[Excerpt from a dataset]
┏━━

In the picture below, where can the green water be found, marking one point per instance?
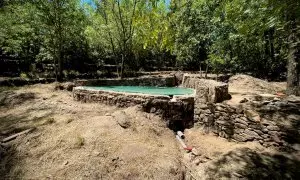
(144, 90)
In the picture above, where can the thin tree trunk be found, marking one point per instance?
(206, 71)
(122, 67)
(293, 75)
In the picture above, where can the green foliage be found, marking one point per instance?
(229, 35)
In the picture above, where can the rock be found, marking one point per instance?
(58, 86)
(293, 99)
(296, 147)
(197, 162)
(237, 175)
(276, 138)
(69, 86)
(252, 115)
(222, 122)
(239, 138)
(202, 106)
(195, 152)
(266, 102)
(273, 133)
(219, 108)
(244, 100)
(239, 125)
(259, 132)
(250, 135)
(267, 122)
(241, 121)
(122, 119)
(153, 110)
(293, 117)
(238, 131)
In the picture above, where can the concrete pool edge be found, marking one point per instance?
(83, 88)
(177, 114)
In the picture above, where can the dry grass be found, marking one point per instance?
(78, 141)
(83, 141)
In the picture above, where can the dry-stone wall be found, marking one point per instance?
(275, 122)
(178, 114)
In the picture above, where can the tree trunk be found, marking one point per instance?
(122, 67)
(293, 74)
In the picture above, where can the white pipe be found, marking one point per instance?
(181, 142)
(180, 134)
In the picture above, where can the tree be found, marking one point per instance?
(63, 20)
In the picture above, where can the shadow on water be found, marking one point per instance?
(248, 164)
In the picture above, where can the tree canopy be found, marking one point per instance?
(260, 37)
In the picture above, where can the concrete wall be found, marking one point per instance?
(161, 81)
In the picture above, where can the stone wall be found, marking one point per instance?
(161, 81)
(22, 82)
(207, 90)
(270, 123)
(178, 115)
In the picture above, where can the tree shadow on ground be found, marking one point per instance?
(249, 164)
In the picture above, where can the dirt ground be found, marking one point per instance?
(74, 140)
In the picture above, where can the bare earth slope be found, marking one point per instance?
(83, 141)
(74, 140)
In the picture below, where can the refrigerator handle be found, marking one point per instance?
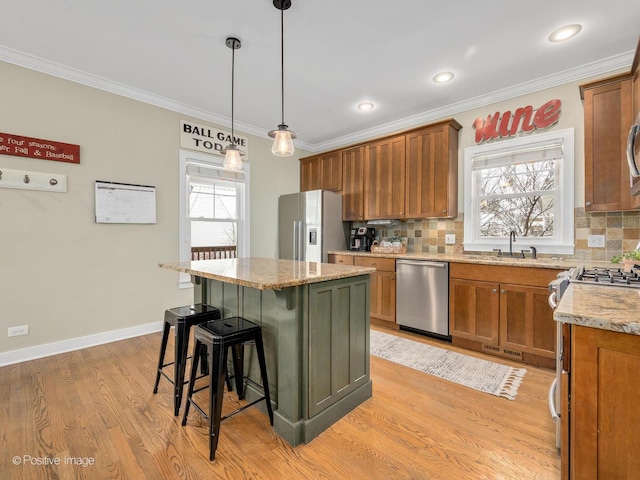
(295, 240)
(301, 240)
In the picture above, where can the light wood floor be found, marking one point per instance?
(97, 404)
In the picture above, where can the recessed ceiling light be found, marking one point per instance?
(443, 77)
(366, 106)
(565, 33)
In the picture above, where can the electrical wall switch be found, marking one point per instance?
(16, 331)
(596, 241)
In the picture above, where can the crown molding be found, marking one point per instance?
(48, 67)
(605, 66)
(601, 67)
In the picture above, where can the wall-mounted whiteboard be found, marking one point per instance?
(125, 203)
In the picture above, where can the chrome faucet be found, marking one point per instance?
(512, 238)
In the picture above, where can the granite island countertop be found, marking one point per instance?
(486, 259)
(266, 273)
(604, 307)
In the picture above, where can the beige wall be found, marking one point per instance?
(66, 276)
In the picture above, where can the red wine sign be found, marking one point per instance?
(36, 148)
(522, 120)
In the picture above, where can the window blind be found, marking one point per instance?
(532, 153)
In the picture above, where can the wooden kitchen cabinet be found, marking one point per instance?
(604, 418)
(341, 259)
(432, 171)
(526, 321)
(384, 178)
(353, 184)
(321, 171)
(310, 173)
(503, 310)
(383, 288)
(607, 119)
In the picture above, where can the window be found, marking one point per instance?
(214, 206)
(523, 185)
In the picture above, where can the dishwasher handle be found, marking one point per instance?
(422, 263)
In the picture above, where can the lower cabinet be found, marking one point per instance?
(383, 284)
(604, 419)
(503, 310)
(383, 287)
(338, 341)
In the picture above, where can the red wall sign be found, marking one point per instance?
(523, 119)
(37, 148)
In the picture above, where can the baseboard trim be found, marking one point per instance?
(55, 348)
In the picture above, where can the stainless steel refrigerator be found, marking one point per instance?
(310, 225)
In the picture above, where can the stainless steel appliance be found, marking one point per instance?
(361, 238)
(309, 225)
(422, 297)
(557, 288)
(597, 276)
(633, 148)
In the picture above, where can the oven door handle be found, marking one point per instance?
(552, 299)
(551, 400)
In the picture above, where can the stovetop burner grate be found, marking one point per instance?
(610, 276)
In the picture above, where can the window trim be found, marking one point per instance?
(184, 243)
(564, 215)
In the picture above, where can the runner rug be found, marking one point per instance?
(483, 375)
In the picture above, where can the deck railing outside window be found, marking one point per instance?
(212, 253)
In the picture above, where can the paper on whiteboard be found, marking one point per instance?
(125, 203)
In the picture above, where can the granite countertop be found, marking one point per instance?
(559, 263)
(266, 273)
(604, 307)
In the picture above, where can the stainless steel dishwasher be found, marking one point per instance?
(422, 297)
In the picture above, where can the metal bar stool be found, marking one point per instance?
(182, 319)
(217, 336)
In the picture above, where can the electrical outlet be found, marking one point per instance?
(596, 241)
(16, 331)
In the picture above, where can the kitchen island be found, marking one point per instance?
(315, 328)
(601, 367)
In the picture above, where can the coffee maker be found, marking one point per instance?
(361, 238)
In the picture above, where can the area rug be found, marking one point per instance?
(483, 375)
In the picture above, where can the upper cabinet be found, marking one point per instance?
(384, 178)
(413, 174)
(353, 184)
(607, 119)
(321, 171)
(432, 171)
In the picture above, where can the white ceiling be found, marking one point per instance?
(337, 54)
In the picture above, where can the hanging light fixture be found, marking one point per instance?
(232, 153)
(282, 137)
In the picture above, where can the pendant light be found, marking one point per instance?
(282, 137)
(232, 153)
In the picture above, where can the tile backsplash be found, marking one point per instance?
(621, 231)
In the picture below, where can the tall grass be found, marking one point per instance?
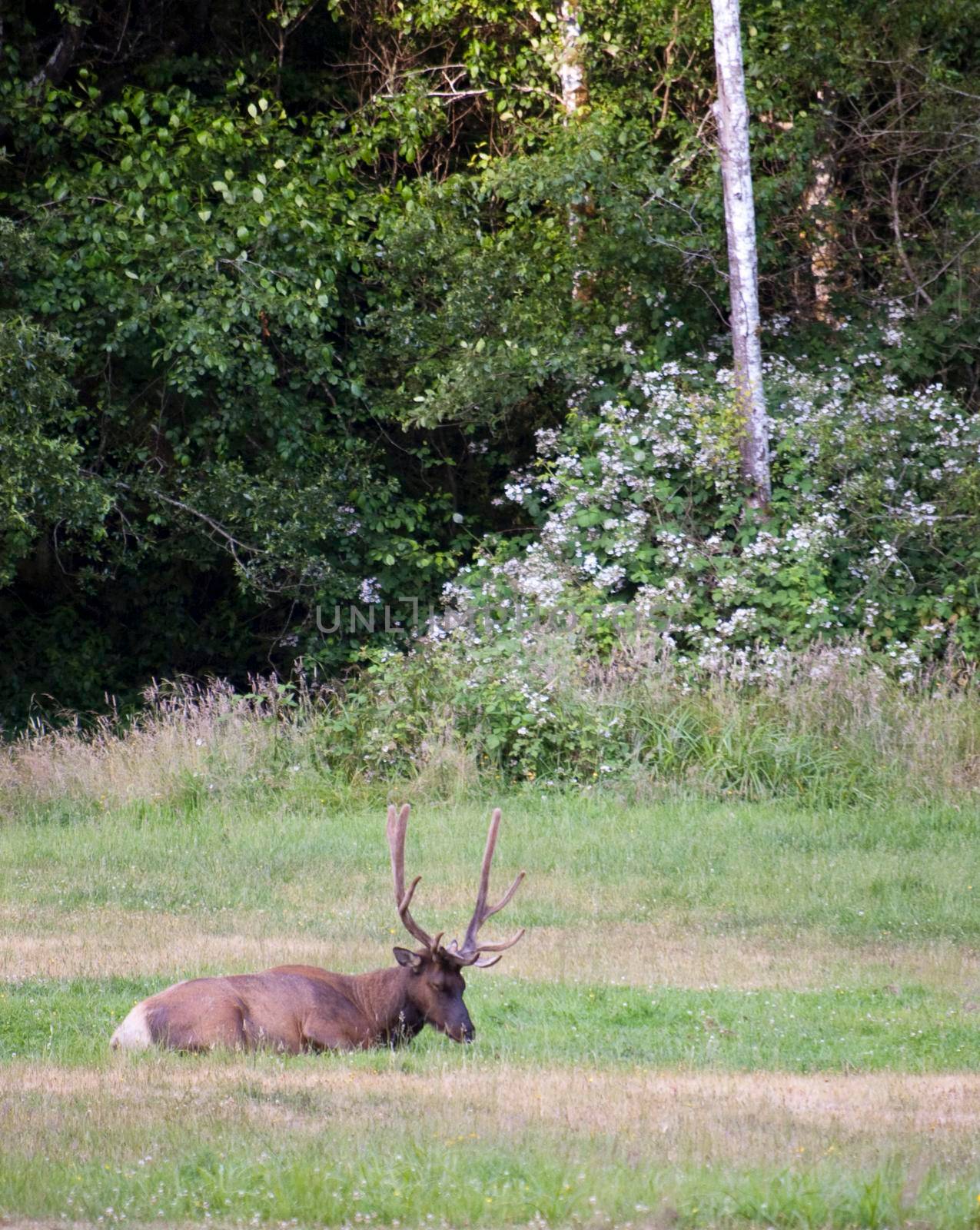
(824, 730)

┗━━
┏━━

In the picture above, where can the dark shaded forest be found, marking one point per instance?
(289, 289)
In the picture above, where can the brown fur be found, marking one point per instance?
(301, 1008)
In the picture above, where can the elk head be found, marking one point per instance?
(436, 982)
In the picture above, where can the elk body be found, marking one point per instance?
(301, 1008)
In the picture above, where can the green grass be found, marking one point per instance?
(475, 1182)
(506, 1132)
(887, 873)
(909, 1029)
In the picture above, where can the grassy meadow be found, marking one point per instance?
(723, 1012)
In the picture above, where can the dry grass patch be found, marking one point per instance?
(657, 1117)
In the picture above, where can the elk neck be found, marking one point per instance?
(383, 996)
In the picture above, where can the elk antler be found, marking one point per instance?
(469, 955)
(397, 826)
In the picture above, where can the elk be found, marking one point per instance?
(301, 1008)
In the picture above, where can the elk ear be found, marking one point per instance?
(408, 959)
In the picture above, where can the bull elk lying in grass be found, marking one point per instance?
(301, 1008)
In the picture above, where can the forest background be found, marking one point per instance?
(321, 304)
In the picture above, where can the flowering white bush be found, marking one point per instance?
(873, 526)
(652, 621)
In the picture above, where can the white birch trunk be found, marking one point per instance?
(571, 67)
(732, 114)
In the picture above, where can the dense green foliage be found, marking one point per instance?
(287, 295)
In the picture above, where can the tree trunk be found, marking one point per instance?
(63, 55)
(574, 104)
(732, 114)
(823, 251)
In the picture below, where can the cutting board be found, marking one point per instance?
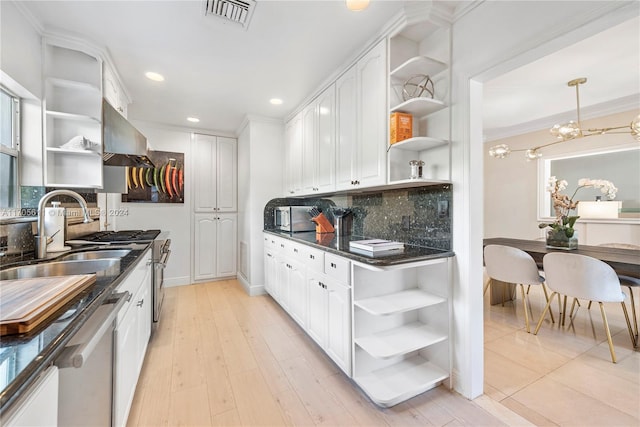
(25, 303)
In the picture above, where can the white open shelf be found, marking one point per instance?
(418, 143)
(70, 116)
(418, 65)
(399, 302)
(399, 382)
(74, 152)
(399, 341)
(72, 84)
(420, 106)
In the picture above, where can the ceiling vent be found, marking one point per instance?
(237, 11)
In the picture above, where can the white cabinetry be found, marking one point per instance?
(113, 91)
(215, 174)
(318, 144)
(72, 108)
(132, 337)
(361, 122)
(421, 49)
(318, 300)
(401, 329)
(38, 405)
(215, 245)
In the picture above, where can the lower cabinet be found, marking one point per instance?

┗━━

** Problem **
Pull out every line above that contains the word "trim", and treat uppercase and lowercase as different.

** Exercise output **
In the picture above, where can the baseboard trim be found, marking one point per instance?
In the picture above, where can the window trim be found, marking one point per instance?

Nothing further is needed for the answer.